CONSIGNE 1 >> Recopiez mot pour mot un passage du texte sur l'accès au traitement du SIDA : commencez aux mots « Dans les pays » et arrêtez-vous après « pays en développement. ».
CONSIGNE 2 >> Rédigez la suite du texte sur l'accès au traitement du SIDA, en reprenant juste après sa dernière phrase.

TEXTE DONNÉ >>
◆ ◆ ◆

Le Directeur du Département VIH/SIDA à l’OMS, le Dr Kevin De Cock, décrit les progrès accomplis et les obstacles à surmonter pour instaurer l’accès universel au traitement du SIDA.

S’adressant à la Seizième Conférence internationale sur le SIDA réunie en séance plénière à Toronto aujourd’hui, le Directeur du Département VIH/SIDA de l’OMS, le Dr Kevin De Cock, a indiqué que, pour la première fois, le nombre de personnes recevant un traitement antirétroviral en Afrique subsaharienne avait dépassé le million, ce qui représente un décuplement de l’accès au traitement dans la Région depuis décembre 2003.

Dans les pays à revenus faible et moyen, un peu plus de 1,6 million de personnes recevaient un traitement antirétroviral fin juin 2006, soit une augmentation de 24 % par rapport au 1,3 million de personnes ayant accès aux médicaments en décembre 2005, et un quadruplement par rapport aux 400 000 personnes traitées dans ces pays en décembre 2003. Quatre-vingt-quinze pour-cent des personnes vivant avec le VIH/SIDA aujourd’hui habitent les pays en développement.

◆ ◆ ◆

DONNÉES FOURNIES >>

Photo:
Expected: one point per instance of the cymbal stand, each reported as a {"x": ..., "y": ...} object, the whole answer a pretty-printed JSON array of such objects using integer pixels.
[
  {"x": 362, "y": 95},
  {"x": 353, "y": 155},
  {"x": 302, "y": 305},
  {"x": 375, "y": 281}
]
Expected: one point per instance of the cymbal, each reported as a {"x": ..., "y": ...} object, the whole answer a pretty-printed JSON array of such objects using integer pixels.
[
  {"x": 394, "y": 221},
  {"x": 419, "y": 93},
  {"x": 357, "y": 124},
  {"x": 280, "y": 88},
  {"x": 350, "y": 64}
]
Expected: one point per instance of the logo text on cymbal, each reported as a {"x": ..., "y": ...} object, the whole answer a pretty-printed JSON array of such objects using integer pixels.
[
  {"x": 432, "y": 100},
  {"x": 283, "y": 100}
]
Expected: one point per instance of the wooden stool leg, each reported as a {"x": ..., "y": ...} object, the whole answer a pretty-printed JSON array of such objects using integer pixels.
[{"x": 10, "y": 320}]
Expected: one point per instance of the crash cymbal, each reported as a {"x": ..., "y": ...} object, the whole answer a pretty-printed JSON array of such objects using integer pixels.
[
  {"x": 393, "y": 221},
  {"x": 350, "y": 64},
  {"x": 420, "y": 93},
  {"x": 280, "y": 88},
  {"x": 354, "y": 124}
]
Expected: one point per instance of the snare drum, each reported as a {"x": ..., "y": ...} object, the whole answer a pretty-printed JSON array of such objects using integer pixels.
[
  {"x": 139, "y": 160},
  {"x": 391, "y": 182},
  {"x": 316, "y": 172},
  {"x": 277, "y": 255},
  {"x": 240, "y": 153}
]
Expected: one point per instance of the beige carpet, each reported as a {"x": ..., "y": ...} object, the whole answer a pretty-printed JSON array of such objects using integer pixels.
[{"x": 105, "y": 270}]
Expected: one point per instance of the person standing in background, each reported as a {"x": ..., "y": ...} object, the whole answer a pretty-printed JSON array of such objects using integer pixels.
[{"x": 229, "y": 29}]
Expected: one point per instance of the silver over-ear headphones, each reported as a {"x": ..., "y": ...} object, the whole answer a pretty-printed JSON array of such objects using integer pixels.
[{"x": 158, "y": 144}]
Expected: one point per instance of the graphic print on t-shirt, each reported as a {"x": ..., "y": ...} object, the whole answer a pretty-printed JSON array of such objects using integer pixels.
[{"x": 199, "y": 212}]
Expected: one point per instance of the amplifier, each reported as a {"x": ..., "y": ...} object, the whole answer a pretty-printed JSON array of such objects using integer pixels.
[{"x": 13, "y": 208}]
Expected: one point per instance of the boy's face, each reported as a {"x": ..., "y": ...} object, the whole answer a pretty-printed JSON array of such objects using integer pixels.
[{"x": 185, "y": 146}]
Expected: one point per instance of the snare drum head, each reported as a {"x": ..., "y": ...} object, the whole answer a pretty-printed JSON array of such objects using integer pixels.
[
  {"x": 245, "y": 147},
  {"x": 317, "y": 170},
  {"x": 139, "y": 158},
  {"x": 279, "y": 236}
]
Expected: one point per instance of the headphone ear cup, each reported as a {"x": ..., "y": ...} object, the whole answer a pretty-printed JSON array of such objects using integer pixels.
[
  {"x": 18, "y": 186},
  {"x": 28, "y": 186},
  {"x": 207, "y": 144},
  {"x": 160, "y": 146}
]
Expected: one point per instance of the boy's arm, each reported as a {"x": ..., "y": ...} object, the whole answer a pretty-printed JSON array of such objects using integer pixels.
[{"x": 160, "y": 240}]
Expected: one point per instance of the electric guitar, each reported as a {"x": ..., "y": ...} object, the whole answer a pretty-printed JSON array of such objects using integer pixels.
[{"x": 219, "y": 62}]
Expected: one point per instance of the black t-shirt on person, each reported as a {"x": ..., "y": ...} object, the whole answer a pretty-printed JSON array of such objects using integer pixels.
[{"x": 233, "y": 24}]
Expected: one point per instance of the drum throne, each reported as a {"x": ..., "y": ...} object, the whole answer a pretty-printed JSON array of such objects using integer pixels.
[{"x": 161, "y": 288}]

◆ ◆ ◆

RÉPONSE 1 >>
Dans les pays à revenus faible et moyen, un peu plus de 1,6 million de personnes recevaient un traitement antirétroviral fin juin 2006, soit une augmentation de 24 % par rapport au 1,3 million de personnes ayant accès aux médicaments en décembre 2005, et un quadruplement par rapport aux 400 000 personnes traitées dans ces pays en décembre 2003. Quatre-vingt-quinze pour-cent des personnes vivant avec le VIH/SIDA aujourd’hui habitent les pays en développement.

RÉPONSE 2 >>
Alors que l’OMS et l’ONUSIDA ont rendu compte de progrès importants dans l’accès au traitement dans plusieurs Régions du monde, le Dr De Cock a souligné qu’il restait encore beaucoup à faire pour atteindre l’objectif fixé par le G8 et approuvé par l’Organisation des Nations Unies, consistant à se rapprocher autant que possible de l’accès universel en ce qui concerne les programmes de prévention du VIH, de traitement, de soins et de soutien d’ici 2010. Dans son intervention d’aujourd’hui, le Dr De Cock a également exposé comment l’OMS entend continuer d’élargir l’accès au traitement du VIH, appelant à de nouvelles mesures pour surmonter des obstacles qui , s’ils persistent, ralentiraient le taux d’extension de l’accès au traitement à l’avenir.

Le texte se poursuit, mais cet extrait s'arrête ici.